Rewrite every line of the entries below as a numbered list, and skip any blank lines.

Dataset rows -

===============

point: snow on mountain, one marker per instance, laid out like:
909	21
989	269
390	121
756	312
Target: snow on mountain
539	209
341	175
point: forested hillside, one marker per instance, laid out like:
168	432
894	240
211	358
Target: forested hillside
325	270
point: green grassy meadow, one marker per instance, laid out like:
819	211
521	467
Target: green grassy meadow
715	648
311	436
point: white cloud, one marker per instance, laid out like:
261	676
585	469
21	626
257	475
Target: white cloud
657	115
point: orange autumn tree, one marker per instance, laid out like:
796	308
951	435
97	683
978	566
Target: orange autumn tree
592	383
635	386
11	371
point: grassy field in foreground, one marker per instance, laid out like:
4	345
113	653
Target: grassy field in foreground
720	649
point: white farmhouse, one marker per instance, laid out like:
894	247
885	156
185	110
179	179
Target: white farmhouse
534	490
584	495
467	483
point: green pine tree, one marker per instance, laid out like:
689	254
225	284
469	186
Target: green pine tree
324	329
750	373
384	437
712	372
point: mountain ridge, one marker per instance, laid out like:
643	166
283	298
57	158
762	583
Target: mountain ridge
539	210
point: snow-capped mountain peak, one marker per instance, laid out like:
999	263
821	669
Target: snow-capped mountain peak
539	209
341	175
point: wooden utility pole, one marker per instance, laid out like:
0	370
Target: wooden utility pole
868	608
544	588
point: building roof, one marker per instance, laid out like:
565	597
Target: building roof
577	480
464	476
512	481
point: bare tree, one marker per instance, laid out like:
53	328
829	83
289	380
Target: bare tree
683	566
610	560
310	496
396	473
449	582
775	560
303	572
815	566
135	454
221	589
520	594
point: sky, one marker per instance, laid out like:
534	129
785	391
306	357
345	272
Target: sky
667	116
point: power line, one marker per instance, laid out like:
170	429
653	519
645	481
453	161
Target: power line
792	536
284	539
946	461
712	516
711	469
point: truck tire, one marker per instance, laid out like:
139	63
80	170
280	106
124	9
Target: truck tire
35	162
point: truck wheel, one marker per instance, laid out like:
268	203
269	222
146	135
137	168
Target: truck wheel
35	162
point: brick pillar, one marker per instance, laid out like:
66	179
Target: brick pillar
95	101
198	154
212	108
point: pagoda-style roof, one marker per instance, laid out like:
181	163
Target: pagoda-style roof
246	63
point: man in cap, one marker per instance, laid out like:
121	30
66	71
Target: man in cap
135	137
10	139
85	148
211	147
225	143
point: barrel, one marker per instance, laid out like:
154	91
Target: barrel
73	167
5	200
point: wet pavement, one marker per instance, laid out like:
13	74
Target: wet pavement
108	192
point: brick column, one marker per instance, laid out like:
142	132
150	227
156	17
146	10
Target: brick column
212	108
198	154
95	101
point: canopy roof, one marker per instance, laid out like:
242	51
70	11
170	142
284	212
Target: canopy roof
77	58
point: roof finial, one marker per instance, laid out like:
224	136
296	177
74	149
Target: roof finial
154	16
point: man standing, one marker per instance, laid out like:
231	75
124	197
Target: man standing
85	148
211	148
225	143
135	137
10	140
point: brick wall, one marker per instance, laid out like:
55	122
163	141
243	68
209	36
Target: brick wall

===============

TASK OUTPUT -
1. point: snow on mountain, one marker per instance, laid out like:
2. 909	21
3. 989	269
4. 390	121
5. 756	312
6. Target: snow on mountain
7. 539	209
8. 341	175
9. point: forested hillside, one marker per instance, laid out like:
10. 168	432
11. 894	240
12. 211	358
13. Target: forested hillside
14. 325	270
15. point: green grassy meadow, one marker per instance, laid out like:
16. 819	211
17. 521	467
18. Target: green grassy meadow
19. 715	648
20. 311	436
21. point: white cloud, one marker per instance, laid out like:
22. 261	676
23. 585	469
24. 21	626
25. 257	475
26. Target: white cloud
27. 657	115
28. point: orange autumn tree, one marker per instance, laid out like:
29. 796	308
30. 951	435
31. 97	683
32. 978	566
33. Target: orange autumn tree
34. 592	383
35. 635	386
36. 11	371
37. point: grassy field in foreground, one marker per instance, laid out like:
38. 4	345
39. 113	653
40. Target: grassy field in foreground
41. 720	649
42. point: white farmhouse, one marker per instance, laid out like:
43. 894	247
44. 885	156
45. 185	110
46. 179	179
47. Target: white farmhouse
48. 534	490
49. 584	495
50. 467	483
51. point: green pine tree, one marker per instance, laid out like:
52. 689	254
53. 225	284
54. 469	186
55. Target: green pine tree
56. 324	329
57. 750	373
58. 384	437
59. 712	372
60. point: mountain ridge, one marker per instance, laid out like:
61. 643	166
62. 283	298
63. 57	158
64. 762	583
65. Target: mountain ridge
66. 539	210
67. point: snow-capped mountain peak, one marker per instance, laid out like:
68. 999	263
69. 821	669
70. Target: snow-capped mountain peak
71. 539	209
72. 341	175
73. point: wooden utility pole, one marker per instance, laid out like:
74. 0	370
75. Target: wooden utility pole
76. 868	608
77. 544	588
78. point: building roof, one marker per instance, laid out like:
79. 565	597
80. Target: building roof
81. 577	480
82. 464	476
83. 512	481
84. point: bare tree, one marker per instance, laid out like:
85. 53	328
86. 829	83
87. 289	380
88. Target: bare tree
89. 683	566
90. 610	560
91. 310	496
92. 396	473
93. 449	582
94. 775	560
95. 303	572
96. 815	566
97. 135	454
98. 221	589
99. 520	594
100. point: sky, one marker per instance, laid out like:
101. 534	129
102. 785	391
103. 306	357
104. 345	272
105. Target: sky
106. 667	116
107. point: power line, one marker per instance, laid out like:
108. 170	429
109. 653	519
110. 645	481
111. 453	161
112. Target: power line
113. 792	536
114. 284	539
115. 946	461
116. 712	516
117. 711	469
118. point: truck tire, one marker per instance, laid out like:
119. 139	63
120. 80	170
121. 280	106
122. 124	9
123. Target: truck tire
124. 35	162
125. point: truck wheel, one marker per instance, laid out like:
126. 268	203
127. 269	222
128. 146	135
129. 137	168
130. Target: truck wheel
131. 35	162
132. point: brick pillar, one marker per instance, laid out like:
133. 66	179
134. Target: brick pillar
135. 95	101
136. 198	154
137. 212	108
138. point: pagoda-style roof, one marker per instance, laid out like:
139. 181	163
140. Target: pagoda-style roof
141. 246	63
142. point: man in cap, one marker per instance, laid out like:
143. 121	30
144. 66	71
145. Target: man in cap
146. 135	137
147. 10	139
148. 85	148
149. 211	147
150. 225	143
151. point: barrel, one marker per instance, laid out like:
152. 154	91
153. Target: barrel
154. 73	167
155. 5	200
156. point: wet pavement, one marker per instance, laid out like:
157. 13	74
158. Target: wet pavement
159. 108	192
160. point: brick column, one marker per instance, laid out like:
161. 142	132
162. 150	227
163. 156	17
164. 146	10
165. Target: brick column
166. 212	108
167. 198	154
168. 95	101
169. point: canopy roof, one marker per instance, laid out like:
170. 242	51
171. 70	11
172. 170	142
173. 284	212
174. Target: canopy roof
175. 77	58
176. point: roof finial, one marker per instance, laid out like:
177. 224	136
178. 296	177
179. 74	149
180. Target: roof finial
181. 154	16
182. point: man standing, one marker per instance, laid out like:
183. 231	75
184. 124	197
185. Target: man standing
186. 85	148
187. 211	148
188. 225	143
189. 135	137
190. 10	140
191. point: brick wall, one marker per instance, laid out like:
192. 55	122
193. 163	141
194. 243	68
195. 209	36
196. Target: brick wall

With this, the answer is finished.